**YOUR GOAL:** Your task is to transcribe the material that follows, line by line and exactly.

**SOURCE DATA:**

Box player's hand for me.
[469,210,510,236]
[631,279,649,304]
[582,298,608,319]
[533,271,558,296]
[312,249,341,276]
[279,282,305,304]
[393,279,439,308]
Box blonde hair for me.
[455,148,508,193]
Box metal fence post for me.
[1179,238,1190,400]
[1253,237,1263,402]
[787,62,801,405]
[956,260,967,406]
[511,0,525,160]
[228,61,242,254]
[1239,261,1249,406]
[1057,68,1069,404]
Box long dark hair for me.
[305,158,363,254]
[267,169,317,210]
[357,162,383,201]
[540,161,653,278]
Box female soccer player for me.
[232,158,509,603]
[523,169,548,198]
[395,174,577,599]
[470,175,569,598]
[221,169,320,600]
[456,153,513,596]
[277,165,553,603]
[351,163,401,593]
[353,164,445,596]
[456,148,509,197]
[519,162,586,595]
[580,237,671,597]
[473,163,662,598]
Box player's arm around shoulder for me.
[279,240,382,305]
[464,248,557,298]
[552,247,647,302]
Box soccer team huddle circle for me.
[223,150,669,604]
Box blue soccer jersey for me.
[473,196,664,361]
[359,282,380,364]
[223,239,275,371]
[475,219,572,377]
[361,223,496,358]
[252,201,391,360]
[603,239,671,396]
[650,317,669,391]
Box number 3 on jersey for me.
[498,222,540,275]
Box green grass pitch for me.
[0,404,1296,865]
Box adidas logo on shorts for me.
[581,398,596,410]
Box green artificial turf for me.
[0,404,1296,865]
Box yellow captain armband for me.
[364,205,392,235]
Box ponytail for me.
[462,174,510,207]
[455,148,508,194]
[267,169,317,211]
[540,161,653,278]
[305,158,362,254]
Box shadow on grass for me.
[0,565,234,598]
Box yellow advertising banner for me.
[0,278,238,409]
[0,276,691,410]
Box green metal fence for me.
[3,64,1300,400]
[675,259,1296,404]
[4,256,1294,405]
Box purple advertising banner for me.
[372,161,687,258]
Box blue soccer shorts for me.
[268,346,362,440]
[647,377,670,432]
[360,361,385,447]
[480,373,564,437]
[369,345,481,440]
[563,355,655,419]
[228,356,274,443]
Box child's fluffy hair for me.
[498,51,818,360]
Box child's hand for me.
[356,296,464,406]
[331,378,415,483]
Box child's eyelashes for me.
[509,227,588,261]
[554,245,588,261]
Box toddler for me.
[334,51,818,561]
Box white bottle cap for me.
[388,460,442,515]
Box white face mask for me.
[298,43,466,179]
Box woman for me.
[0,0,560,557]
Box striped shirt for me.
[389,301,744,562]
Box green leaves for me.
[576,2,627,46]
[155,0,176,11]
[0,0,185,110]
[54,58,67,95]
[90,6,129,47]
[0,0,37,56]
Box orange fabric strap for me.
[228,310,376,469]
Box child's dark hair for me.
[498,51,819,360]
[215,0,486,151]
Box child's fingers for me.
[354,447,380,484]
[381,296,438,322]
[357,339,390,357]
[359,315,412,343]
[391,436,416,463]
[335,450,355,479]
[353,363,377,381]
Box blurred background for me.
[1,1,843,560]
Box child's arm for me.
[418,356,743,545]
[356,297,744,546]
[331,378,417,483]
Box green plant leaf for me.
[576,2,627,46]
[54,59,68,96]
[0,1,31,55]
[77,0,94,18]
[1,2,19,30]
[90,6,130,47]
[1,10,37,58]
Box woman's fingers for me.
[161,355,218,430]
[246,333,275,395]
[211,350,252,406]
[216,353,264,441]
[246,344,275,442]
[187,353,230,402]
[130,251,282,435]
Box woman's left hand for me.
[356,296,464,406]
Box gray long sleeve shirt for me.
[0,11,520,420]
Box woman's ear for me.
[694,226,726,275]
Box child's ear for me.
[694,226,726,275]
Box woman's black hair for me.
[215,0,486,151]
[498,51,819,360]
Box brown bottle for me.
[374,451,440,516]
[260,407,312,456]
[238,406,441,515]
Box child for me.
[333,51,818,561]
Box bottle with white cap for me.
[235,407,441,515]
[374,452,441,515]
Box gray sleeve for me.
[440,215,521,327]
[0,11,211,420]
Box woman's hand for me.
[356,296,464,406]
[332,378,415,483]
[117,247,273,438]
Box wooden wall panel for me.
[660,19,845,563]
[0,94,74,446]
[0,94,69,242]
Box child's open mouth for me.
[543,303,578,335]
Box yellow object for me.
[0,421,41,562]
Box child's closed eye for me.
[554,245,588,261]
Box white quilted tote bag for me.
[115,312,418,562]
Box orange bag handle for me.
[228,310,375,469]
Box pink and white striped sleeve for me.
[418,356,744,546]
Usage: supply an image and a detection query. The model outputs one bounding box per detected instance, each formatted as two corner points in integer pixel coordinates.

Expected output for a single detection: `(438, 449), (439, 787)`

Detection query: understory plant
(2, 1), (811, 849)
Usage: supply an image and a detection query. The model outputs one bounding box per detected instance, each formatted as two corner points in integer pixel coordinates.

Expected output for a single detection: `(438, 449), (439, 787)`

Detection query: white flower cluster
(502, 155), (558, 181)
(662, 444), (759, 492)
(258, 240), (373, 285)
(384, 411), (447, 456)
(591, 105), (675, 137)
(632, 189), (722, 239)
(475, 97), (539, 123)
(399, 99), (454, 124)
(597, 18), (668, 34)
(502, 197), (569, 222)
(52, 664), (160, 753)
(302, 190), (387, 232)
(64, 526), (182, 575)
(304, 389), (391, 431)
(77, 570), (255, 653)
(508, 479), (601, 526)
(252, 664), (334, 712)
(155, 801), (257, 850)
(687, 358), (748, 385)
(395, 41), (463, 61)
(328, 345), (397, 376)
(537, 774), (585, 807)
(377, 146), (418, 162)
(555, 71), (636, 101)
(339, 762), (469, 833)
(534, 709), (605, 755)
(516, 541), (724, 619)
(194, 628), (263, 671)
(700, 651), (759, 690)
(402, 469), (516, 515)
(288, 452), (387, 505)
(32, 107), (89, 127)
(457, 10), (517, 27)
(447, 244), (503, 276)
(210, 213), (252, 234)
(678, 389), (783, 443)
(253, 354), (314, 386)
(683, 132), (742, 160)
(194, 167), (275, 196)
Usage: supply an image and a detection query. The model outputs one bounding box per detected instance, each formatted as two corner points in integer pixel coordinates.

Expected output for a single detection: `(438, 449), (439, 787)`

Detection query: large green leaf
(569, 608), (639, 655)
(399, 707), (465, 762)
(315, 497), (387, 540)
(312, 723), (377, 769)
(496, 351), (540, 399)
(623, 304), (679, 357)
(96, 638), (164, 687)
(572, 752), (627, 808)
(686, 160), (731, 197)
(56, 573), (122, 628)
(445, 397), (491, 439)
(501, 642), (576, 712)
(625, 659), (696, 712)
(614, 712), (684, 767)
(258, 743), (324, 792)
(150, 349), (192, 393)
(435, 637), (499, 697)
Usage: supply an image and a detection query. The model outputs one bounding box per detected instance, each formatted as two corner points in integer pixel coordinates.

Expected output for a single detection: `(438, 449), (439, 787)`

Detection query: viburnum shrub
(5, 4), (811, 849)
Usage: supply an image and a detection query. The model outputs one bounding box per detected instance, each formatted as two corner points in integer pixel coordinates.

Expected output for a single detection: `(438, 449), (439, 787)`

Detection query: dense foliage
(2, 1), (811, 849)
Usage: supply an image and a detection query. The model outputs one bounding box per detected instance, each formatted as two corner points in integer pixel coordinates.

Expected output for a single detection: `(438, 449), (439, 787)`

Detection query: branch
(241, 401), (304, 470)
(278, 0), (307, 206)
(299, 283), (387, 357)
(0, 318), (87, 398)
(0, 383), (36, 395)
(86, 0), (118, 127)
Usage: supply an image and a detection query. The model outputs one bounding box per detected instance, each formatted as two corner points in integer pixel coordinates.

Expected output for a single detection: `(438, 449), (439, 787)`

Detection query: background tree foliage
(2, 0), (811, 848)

**RESULT:**
Box player's hand for me.
[469,210,510,236]
[631,279,649,304]
[582,298,608,319]
[533,271,558,296]
[312,249,341,276]
[279,282,305,304]
[393,279,439,308]
Box blonde hair for me.
[455,148,508,193]
Box metal fence post for me.
[1179,238,1190,400]
[1253,237,1263,402]
[787,62,801,405]
[956,260,967,406]
[511,0,525,160]
[228,61,242,254]
[1239,261,1249,406]
[1057,68,1069,404]
Box long dark hair for me.
[305,158,363,254]
[267,169,317,210]
[357,162,383,201]
[540,161,653,278]
Box female soccer player for me.
[232,158,509,603]
[523,169,548,198]
[395,174,577,599]
[470,175,569,598]
[221,169,320,600]
[456,153,513,596]
[277,165,553,603]
[351,163,401,593]
[353,164,445,596]
[456,148,509,197]
[519,162,586,595]
[580,237,671,597]
[473,163,662,598]
Box player's arm around shoulder for me.
[279,240,382,305]
[464,248,557,298]
[552,247,647,302]
Box soccer team huddle circle for me.
[223,150,669,604]
Box blue soccer jersey for me.
[473,196,664,361]
[359,282,380,364]
[223,239,275,371]
[475,219,572,377]
[361,223,496,358]
[252,201,391,360]
[603,239,671,396]
[650,317,669,391]
Box number 3 on jersey for me.
[498,222,540,275]
Box green grass pitch for me.
[0,404,1296,865]
Box adidas logo on shorts for me.
[581,398,596,410]
Box green artificial turf for me.
[0,404,1296,865]
Box yellow captain armband for me.
[364,205,392,235]
Box ponytail for me.
[462,174,510,207]
[455,148,508,194]
[267,169,317,211]
[540,161,653,278]
[305,158,362,254]
Box shadow on grass for me.
[0,565,234,598]
Box yellow advertising banner for me.
[0,278,238,409]
[0,276,691,410]
Box green metal fence for me.
[3,64,1300,400]
[675,259,1296,404]
[4,256,1294,405]
Box purple advertising banner for me.
[372,161,687,258]
Box blue soccer shorts for me.
[268,346,362,440]
[647,377,670,432]
[360,361,385,447]
[480,373,564,437]
[369,345,481,440]
[563,355,655,419]
[228,356,274,443]
Box child's fluffy hair for me.
[498,51,818,360]
Box child's hand for me.
[356,296,464,406]
[331,378,415,483]
Box child's eyelashes for me.
[509,227,588,261]
[554,245,588,261]
Box toddler for me.
[334,51,818,561]
Box white bottle cap for me.
[388,460,442,515]
Box white face mask for me.
[298,43,466,179]
Box woman for me.
[0,0,560,557]
Box striped shirt for me.
[389,301,744,562]
Box green leaves for me.
[576,2,627,46]
[155,0,176,11]
[0,0,185,110]
[54,58,67,95]
[90,6,129,47]
[0,0,37,56]
Box orange fabric strap for me.
[228,310,376,469]
Box child's dark hair for me.
[498,51,819,360]
[215,0,486,151]
Box child's fingers for me.
[354,447,380,484]
[381,296,438,322]
[357,339,390,357]
[359,315,412,343]
[391,436,416,463]
[335,450,355,479]
[353,363,377,381]
Box blurred background for me.
[1,1,843,560]
Box child's arm for me.
[418,356,743,545]
[356,297,744,546]
[331,378,417,483]
Box green plant leaf for me.
[576,2,627,46]
[54,59,68,96]
[0,1,31,55]
[77,0,94,18]
[1,2,19,30]
[90,6,130,47]
[1,10,37,58]
Box woman's fingers for me.
[161,355,218,430]
[246,333,275,395]
[211,350,252,406]
[216,353,264,441]
[246,344,275,442]
[187,353,230,402]
[130,251,282,435]
Box woman's left hand for me.
[356,296,464,406]
Box gray long sleeve shirt for me.
[0,11,520,420]
Box woman's ear for me.
[694,226,726,275]
Box child's ear for me.
[694,226,726,275]
Box woman's black hair for me.
[215,0,486,151]
[498,51,819,360]
Box brown bottle for me.
[374,451,440,516]
[260,407,312,456]
[238,406,441,515]
Box child for me.
[333,51,818,561]
Box bottle with white cap for me.
[235,407,441,515]
[374,452,441,515]
Box gray sleeve for me.
[440,215,521,327]
[0,11,211,420]
Box woman's hand for me.
[356,296,464,406]
[332,378,415,483]
[117,247,273,438]
Box wooden wall panel for me.
[660,19,845,563]
[0,94,74,446]
[0,94,69,242]
Box child's open mouth for me.
[543,303,578,335]
Box yellow object for me.
[0,421,41,562]
Box child's closed eye for me.
[554,245,588,261]
Box white quilted tote bag for me.
[115,312,418,562]
Box orange bag handle for me.
[228,310,375,469]
Box pink and white striped sleeve for me.
[418,356,744,546]
Usage: supply an image and a detection query. The model outputs one bounding box per detected instance, each formatted as two corner points in integer pixel coordinates.

Expected output for a single detection: `(438, 449), (439, 787)`

Detection query: understory plant
(2, 1), (811, 849)
Usage: supply an image and a detection query. The model outputs one bounding box per detected instance, each formatted as two corner points in integer pixel coordinates.

Expected output for a single detection: `(438, 449), (439, 787)`

Detection query: white flower cluster
(502, 155), (558, 181)
(662, 444), (759, 492)
(258, 240), (373, 285)
(384, 411), (447, 456)
(591, 105), (675, 137)
(632, 189), (722, 239)
(475, 97), (539, 123)
(399, 99), (454, 124)
(597, 18), (668, 34)
(502, 197), (569, 222)
(52, 664), (160, 753)
(302, 190), (387, 232)
(64, 526), (182, 575)
(304, 389), (391, 431)
(77, 570), (255, 653)
(508, 479), (601, 526)
(252, 664), (334, 712)
(155, 801), (257, 850)
(687, 358), (748, 385)
(395, 41), (463, 61)
(328, 345), (397, 376)
(537, 774), (585, 807)
(377, 146), (418, 162)
(555, 71), (636, 101)
(339, 762), (469, 833)
(534, 709), (605, 755)
(516, 541), (724, 619)
(194, 628), (263, 671)
(700, 651), (759, 690)
(402, 469), (516, 515)
(288, 452), (387, 505)
(32, 107), (89, 127)
(457, 10), (517, 27)
(447, 244), (503, 276)
(210, 213), (252, 234)
(678, 389), (783, 443)
(253, 354), (314, 386)
(683, 132), (742, 160)
(194, 167), (275, 196)
Usage: supply an image and a detection query. The model outputs one bounding box per detected instance, each formatted as two corner points in integer pixel coordinates.

Expected output for a single detection: `(438, 449), (439, 787)`

Detection query: large green leaf
(569, 608), (639, 655)
(399, 707), (465, 762)
(315, 497), (387, 540)
(312, 723), (377, 769)
(496, 351), (540, 399)
(623, 304), (679, 357)
(96, 638), (164, 687)
(572, 752), (627, 808)
(686, 160), (731, 197)
(56, 573), (122, 628)
(445, 397), (491, 439)
(501, 642), (576, 712)
(625, 659), (696, 712)
(614, 712), (684, 767)
(258, 743), (324, 792)
(150, 349), (192, 393)
(435, 637), (499, 697)
Usage: supply an image and a detection query. The model outputs one bounding box per detected instance, each formatted as two corner points in integer pixel coordinates.

Expected output for a single detection: `(438, 449), (439, 787)`

Detection query: viburnum shrub
(5, 4), (811, 849)
Usage: supply an image and a detection query. The model outputs one bounding box per detected instance, each formatted as two corner points in integer pixel coordinates.

Expected output for a single detection: `(438, 449), (439, 787)`

Detection query: dense foliage
(2, 1), (811, 849)
Usage: supply an image and a detection query. The model outputs one bounding box per detected instance, each formatted as two corner points in integer pixel coordinates.

Expected output for a single detection: `(438, 449), (439, 787)`

Detection query: branch
(241, 401), (304, 470)
(278, 0), (307, 206)
(299, 283), (387, 357)
(0, 318), (87, 398)
(0, 383), (36, 395)
(86, 0), (118, 127)
Usage: supply an image and a detection query. The model outputs one bounding box per detected instance, each formatted as two corner points in integer pixel coordinates.

Expected output for a single detection: `(438, 449), (439, 787)`

Detection query: background tree foliage
(2, 0), (811, 848)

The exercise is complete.